The following is a press release from SUNY OSWEGO

OSWEGO, N.Y. -- In an article published Jan. 8, SUNY Oswego biology faculty member Dr. John Laundre suggests that a forest preserve in the Adirondack Mountains can accommodate the reintroduction 150 to 350 cougars, challenging previous findings.

In "The Feasibility of Northeastern U.S. Supporting the Return of Cougars," published in the international conservation journal Oryx, Laundre cites cougars' successful return to the urban interface of western cities and compares their recovery to similarly developed habitats in the Black Hills of South Dakota and the Big Cypress National Preserve of southern Florida.

In proposing to return the cougar to the giant New York State Forest Preserve, Laundre in his paper provides an updated re-evaluation of a 1981 study by emeritus SUNY College of Environmental Science and Forestry biologist Rainer Brocke, who concluded that road density would hinder any chance of cougar recovery to the 6-million-acre Adirondacks.

_Tasks_:
A. Summarize the cougar press release in two sentences.
B. List every numeric figure in the cougar press release, dates included, along with what each one refers to.
C. Continue the press release about returning cougars to the Adirondacks from its last sentence.

_Given entries_:

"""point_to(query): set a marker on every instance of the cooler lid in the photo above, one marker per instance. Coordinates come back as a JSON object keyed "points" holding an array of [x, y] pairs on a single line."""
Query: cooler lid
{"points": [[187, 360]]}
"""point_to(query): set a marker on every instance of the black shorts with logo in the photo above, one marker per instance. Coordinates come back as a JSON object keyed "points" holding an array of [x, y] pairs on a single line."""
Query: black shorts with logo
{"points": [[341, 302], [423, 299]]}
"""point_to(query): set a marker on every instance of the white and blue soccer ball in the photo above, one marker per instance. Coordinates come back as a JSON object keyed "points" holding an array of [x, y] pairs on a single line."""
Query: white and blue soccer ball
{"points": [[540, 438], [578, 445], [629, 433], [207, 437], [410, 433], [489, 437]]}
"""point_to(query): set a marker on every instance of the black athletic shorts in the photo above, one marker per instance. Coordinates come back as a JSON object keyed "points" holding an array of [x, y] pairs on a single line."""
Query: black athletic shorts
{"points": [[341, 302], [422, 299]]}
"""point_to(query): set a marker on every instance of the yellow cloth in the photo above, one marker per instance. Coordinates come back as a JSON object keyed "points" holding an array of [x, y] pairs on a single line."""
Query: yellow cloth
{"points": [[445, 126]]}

_Task responses_:
A. SUNY Oswego biologist Dr. John Laundre argues in a paper published in the conservation journal Oryx that the Adirondack forest preserve could support 150 to 350 reintroduced cougars, citing the animals' return to western urban areas and comparable habitats in the Black Hills and Big Cypress National Preserve. His paper re-evaluates a 1981 study by Rainer Brocke, which concluded that road density would prevent cougars from recovering in the 6-million-acre Adirondacks.

B.
- Jan. 8: the date Laundre's article was published
- 150 to 350: the number of cougars the Adirondack forest preserve could accommodate
- 1981: the year of Rainer Brocke's study
- 6 million acres: the size of the Adirondacks

C.
"Thirty years ago everyone thought cougars needed to live in the most remote places," said Laundre, who studied the Western hemisphere's second largest cat for 20 years in Idaho and Mexico, "but they've demonstrated that they are as adaptable as coyotes." He cited the black bear's comeback in New Jersey as further evidence of the viability of this kind of re-introduction.

He emphasized that a small population of cougars safely co-exists in the Santa Monica Mountains of West Los Angeles north of Malibu. "There's even a young, radio-collared male running around LA's Griffith Park," he noted. "That's like taking up residence in Van Cortlandt Park in the Bronx."

Market hunting of prey like white-tailed deer nearly to extermination combined with state-sponsored predator bounty programs wiped out the cougar in the Adirondacks by the end of the 19th century. Laundre noted that white-tailed deer have recovered to super-saturation, critically threatening forest regeneration throughout the state, a pending ecosystem collapse highlighted in the New York State Department of Environmental Conservation's 2011 State Forest Management Plan.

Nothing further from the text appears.